--- start of Dataset ---

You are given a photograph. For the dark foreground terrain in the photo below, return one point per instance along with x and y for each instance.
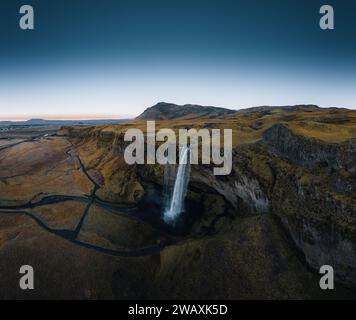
(90, 225)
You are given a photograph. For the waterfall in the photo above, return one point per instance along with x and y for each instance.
(176, 204)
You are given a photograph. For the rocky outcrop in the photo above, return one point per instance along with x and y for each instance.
(320, 217)
(168, 111)
(309, 152)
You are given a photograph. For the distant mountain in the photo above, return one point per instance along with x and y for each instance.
(168, 111)
(295, 108)
(44, 122)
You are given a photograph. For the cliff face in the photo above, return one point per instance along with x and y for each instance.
(314, 194)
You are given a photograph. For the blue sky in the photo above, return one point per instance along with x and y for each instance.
(115, 58)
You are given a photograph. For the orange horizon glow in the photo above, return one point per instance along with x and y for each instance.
(65, 117)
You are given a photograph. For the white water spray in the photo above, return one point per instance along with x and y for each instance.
(176, 205)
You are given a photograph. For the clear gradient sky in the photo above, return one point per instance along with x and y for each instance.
(113, 58)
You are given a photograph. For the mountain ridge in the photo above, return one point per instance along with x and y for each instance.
(170, 111)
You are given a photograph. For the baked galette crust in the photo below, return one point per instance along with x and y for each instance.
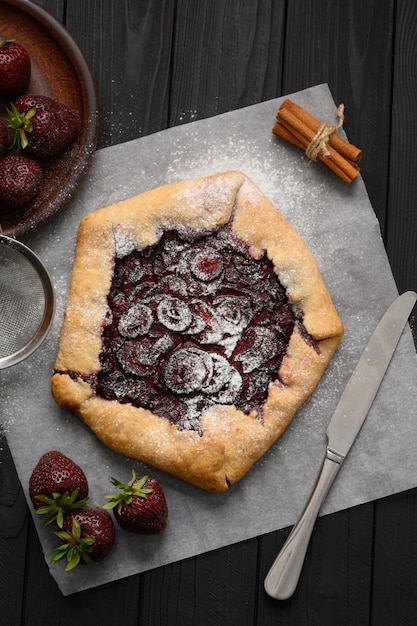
(229, 442)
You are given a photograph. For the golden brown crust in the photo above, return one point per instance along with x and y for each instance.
(232, 441)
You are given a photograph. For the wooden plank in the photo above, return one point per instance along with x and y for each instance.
(336, 577)
(394, 589)
(214, 588)
(402, 231)
(13, 537)
(226, 55)
(349, 46)
(129, 51)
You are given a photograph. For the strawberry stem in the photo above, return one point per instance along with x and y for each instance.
(20, 124)
(127, 491)
(75, 548)
(57, 505)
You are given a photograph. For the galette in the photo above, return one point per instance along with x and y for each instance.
(197, 324)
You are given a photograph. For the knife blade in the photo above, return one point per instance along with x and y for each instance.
(345, 424)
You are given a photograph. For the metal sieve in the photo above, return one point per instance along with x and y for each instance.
(27, 301)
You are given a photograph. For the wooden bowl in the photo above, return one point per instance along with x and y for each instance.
(59, 70)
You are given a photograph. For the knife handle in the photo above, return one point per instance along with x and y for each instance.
(282, 578)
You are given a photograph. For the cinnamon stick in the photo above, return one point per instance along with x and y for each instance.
(346, 149)
(298, 127)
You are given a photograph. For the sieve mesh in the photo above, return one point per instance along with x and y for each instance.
(25, 307)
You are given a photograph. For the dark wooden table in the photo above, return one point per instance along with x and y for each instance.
(160, 63)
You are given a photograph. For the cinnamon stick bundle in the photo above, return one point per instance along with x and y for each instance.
(319, 141)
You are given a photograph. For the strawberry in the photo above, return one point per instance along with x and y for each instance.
(88, 536)
(42, 126)
(56, 486)
(20, 180)
(15, 69)
(140, 507)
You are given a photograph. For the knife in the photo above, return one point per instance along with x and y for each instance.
(344, 426)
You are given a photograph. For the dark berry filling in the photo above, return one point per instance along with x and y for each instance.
(193, 321)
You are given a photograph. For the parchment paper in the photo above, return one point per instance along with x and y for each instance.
(338, 223)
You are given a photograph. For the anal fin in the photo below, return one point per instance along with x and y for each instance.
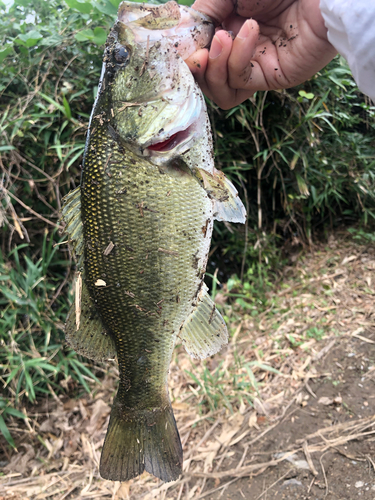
(84, 330)
(71, 216)
(204, 332)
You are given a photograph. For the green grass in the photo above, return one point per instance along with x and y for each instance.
(33, 359)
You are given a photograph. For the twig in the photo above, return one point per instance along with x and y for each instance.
(273, 484)
(324, 473)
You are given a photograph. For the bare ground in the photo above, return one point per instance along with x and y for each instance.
(301, 425)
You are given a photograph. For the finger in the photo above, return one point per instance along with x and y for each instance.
(218, 10)
(197, 63)
(240, 63)
(233, 23)
(216, 76)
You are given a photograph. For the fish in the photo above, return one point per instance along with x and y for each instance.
(140, 224)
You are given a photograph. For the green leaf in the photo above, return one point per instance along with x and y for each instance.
(5, 52)
(84, 35)
(30, 38)
(106, 7)
(83, 7)
(68, 112)
(100, 36)
(5, 432)
(307, 95)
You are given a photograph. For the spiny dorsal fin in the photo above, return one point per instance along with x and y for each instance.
(71, 215)
(204, 332)
(227, 204)
(84, 330)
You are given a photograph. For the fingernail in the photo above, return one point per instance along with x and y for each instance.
(216, 48)
(244, 31)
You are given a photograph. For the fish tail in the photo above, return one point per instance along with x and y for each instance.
(141, 440)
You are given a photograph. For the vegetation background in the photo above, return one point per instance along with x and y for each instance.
(302, 159)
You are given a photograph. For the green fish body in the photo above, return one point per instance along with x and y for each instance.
(141, 224)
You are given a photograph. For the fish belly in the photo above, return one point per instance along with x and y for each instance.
(147, 233)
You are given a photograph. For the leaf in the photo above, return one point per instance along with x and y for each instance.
(100, 36)
(106, 7)
(84, 35)
(68, 112)
(30, 38)
(5, 432)
(307, 95)
(83, 7)
(5, 52)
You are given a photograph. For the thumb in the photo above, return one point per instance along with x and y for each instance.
(218, 10)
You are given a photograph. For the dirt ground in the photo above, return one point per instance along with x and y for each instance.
(345, 393)
(306, 430)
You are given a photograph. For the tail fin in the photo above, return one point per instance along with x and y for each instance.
(141, 440)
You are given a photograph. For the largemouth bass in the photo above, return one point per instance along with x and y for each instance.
(141, 224)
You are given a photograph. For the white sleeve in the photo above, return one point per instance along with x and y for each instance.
(351, 30)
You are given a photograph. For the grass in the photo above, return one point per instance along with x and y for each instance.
(34, 303)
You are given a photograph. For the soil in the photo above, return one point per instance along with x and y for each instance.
(345, 472)
(308, 433)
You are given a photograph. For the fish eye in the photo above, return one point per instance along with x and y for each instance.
(121, 54)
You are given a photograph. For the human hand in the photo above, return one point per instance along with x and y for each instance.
(278, 44)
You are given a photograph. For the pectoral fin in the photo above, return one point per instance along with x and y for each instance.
(227, 204)
(204, 332)
(71, 215)
(84, 330)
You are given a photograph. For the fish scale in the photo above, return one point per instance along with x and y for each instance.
(175, 209)
(140, 224)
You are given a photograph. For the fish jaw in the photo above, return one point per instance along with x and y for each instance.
(158, 110)
(187, 29)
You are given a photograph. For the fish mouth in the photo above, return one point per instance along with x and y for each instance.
(173, 141)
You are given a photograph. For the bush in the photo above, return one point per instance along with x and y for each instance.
(300, 158)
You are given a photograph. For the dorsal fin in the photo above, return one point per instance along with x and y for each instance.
(227, 204)
(204, 332)
(71, 216)
(84, 330)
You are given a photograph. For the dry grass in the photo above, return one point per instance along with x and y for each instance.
(326, 296)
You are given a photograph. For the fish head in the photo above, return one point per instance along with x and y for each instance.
(156, 108)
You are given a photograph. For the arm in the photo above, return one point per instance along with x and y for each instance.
(278, 44)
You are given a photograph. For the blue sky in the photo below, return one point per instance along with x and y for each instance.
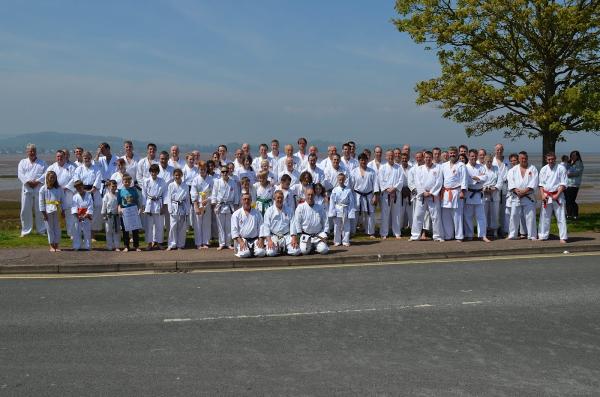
(220, 71)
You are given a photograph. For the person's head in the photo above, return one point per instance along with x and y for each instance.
(51, 180)
(163, 159)
(31, 151)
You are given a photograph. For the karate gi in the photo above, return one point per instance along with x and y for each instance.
(427, 180)
(31, 171)
(52, 200)
(201, 191)
(524, 205)
(391, 176)
(455, 181)
(82, 205)
(311, 224)
(276, 225)
(474, 205)
(550, 180)
(342, 209)
(246, 225)
(178, 204)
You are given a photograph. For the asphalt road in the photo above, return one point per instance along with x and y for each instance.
(503, 327)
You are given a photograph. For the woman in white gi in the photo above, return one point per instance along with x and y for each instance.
(223, 198)
(341, 209)
(51, 203)
(492, 189)
(178, 204)
(201, 191)
(366, 190)
(522, 182)
(275, 229)
(310, 226)
(428, 180)
(553, 183)
(245, 230)
(474, 203)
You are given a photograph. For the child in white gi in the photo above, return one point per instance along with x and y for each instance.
(110, 213)
(51, 201)
(178, 203)
(83, 210)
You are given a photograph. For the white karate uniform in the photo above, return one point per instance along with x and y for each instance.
(365, 185)
(178, 204)
(202, 190)
(52, 200)
(550, 180)
(154, 196)
(311, 223)
(276, 225)
(342, 209)
(223, 198)
(474, 205)
(455, 181)
(427, 180)
(112, 221)
(83, 226)
(525, 204)
(31, 171)
(247, 226)
(391, 176)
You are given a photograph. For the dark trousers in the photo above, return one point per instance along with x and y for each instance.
(571, 206)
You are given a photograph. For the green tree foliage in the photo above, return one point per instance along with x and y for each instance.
(528, 68)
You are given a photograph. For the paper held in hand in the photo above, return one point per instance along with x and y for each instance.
(131, 218)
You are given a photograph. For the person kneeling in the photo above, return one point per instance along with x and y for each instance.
(245, 227)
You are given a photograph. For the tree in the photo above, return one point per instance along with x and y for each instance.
(527, 67)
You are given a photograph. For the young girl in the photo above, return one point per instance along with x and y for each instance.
(178, 203)
(52, 200)
(341, 210)
(83, 210)
(110, 213)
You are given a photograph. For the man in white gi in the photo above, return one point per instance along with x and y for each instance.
(553, 182)
(275, 229)
(474, 205)
(30, 171)
(310, 225)
(428, 181)
(390, 181)
(522, 182)
(245, 230)
(453, 195)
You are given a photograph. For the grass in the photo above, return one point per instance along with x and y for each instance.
(589, 221)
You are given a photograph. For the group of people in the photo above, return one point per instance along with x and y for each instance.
(291, 202)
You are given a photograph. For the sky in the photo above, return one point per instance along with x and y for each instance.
(221, 71)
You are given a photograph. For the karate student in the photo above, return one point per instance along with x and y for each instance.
(83, 210)
(202, 186)
(310, 225)
(491, 195)
(110, 213)
(522, 182)
(29, 171)
(245, 230)
(428, 180)
(366, 189)
(154, 193)
(453, 195)
(223, 198)
(553, 182)
(178, 204)
(275, 229)
(341, 210)
(390, 181)
(474, 206)
(51, 202)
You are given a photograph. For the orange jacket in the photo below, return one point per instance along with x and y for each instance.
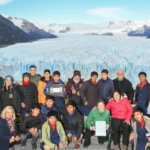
(41, 95)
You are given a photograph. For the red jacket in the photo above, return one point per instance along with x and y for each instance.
(121, 109)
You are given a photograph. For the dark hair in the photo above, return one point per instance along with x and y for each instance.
(49, 97)
(71, 103)
(56, 73)
(138, 109)
(100, 101)
(105, 71)
(119, 92)
(36, 106)
(32, 66)
(142, 73)
(52, 113)
(94, 73)
(47, 70)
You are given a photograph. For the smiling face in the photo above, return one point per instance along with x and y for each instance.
(8, 82)
(32, 71)
(101, 106)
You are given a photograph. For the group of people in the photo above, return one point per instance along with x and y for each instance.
(61, 120)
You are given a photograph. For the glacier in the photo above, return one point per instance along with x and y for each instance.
(86, 53)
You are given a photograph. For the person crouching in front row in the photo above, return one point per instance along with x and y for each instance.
(53, 134)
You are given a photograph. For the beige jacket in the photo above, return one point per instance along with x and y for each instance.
(134, 132)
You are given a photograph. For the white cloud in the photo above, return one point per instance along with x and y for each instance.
(108, 12)
(4, 2)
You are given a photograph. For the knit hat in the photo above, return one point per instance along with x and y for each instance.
(76, 72)
(52, 113)
(26, 74)
(9, 76)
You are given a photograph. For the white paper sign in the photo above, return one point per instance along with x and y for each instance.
(100, 128)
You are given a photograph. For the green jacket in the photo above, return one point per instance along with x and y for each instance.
(35, 79)
(134, 132)
(96, 115)
(46, 134)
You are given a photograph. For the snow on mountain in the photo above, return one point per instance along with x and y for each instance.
(30, 28)
(83, 52)
(99, 28)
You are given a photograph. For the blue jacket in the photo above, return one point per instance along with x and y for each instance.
(106, 89)
(5, 135)
(59, 101)
(45, 110)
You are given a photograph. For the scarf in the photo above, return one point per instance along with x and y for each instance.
(26, 83)
(11, 125)
(53, 126)
(142, 123)
(142, 84)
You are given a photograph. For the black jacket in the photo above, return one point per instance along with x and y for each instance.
(148, 94)
(5, 135)
(125, 86)
(28, 94)
(32, 122)
(70, 86)
(11, 97)
(89, 93)
(77, 122)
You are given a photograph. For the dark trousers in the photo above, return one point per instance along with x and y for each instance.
(118, 127)
(89, 134)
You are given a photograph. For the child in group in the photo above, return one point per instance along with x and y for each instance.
(53, 134)
(31, 126)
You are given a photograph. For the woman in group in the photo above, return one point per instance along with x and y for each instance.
(8, 132)
(141, 130)
(100, 113)
(121, 111)
(9, 95)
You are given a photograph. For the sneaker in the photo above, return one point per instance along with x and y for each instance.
(76, 146)
(34, 146)
(23, 144)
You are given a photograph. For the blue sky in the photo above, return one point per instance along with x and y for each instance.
(76, 11)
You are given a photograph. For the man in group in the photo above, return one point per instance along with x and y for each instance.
(35, 78)
(89, 94)
(73, 124)
(49, 106)
(73, 87)
(124, 85)
(105, 86)
(142, 95)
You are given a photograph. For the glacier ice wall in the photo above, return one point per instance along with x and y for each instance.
(83, 52)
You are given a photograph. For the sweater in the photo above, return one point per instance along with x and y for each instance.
(96, 115)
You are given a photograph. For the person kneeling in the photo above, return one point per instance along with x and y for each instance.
(73, 124)
(31, 126)
(53, 134)
(98, 114)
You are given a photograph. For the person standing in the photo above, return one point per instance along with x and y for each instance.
(142, 96)
(41, 86)
(9, 95)
(73, 87)
(34, 77)
(105, 86)
(28, 94)
(124, 85)
(89, 94)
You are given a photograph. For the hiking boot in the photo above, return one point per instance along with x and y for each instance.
(116, 147)
(34, 146)
(23, 144)
(77, 146)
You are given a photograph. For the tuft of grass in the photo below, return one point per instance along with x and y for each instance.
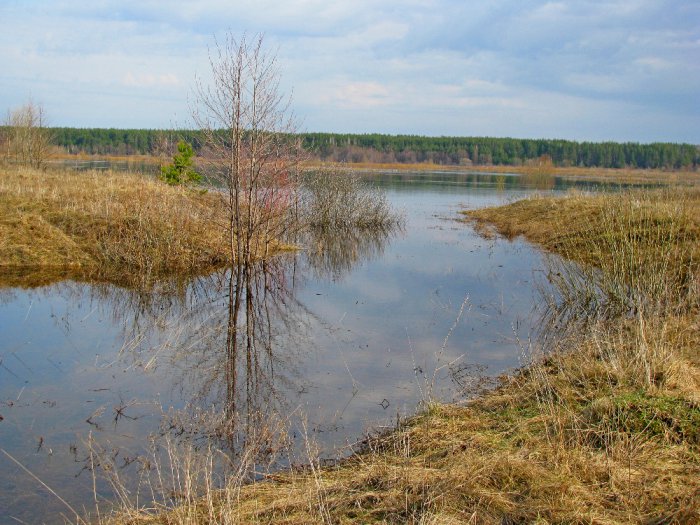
(103, 225)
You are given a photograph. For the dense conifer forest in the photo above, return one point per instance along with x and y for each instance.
(406, 148)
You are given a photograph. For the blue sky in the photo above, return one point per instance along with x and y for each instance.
(624, 70)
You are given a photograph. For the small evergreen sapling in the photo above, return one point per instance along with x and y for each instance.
(180, 171)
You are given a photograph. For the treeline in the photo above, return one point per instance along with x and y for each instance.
(406, 148)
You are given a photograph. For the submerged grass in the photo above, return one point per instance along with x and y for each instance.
(600, 427)
(104, 225)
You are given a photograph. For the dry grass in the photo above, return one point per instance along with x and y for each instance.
(103, 225)
(602, 427)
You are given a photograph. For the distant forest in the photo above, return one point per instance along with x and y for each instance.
(406, 148)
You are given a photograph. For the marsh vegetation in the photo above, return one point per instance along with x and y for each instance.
(600, 425)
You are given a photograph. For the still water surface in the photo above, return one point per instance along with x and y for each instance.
(350, 337)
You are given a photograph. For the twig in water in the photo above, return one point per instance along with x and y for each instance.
(42, 484)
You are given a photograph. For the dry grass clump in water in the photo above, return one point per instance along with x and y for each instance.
(602, 428)
(104, 225)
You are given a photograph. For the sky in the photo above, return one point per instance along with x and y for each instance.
(621, 70)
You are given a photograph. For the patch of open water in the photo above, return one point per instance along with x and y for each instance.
(348, 343)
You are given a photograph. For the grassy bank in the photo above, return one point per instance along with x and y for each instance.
(603, 426)
(103, 225)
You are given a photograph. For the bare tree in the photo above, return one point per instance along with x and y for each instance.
(250, 148)
(249, 143)
(27, 139)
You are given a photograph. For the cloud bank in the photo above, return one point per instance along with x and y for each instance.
(585, 70)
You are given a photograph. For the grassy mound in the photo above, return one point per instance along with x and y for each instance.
(103, 225)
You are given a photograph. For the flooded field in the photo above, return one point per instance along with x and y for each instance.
(342, 339)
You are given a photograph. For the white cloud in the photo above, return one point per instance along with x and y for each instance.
(150, 80)
(438, 67)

--- end of Dataset ---

Exercise: Print nothing but the lines from the line with "You are given a photograph. For the grassy bank" to the last line of the records above. Both of those lines count.

Answer to this exercise:
You are given a photograph. For the grassy bank in the photo above, return one point per instance along with x and y for each instance.
(603, 426)
(103, 225)
You are given a photograph. For the bare tree in the photo above, return one point per instance along with x and y for each instance.
(250, 148)
(249, 143)
(27, 139)
You are given a photograph. For the cloud bank in the photo above, return one point per instance along with x and y for each instance.
(585, 70)
You are given a photograph. For the grassy mound in the photo above, return one point per instance along with x and y for each instance.
(103, 225)
You are given a photograph. For the flooded field in the photo above, return one point per instance along with x and y for each instance.
(342, 339)
You are given a photograph. For the white cloud in the photo above, return one point per instance along with x and y for each instance.
(150, 80)
(438, 67)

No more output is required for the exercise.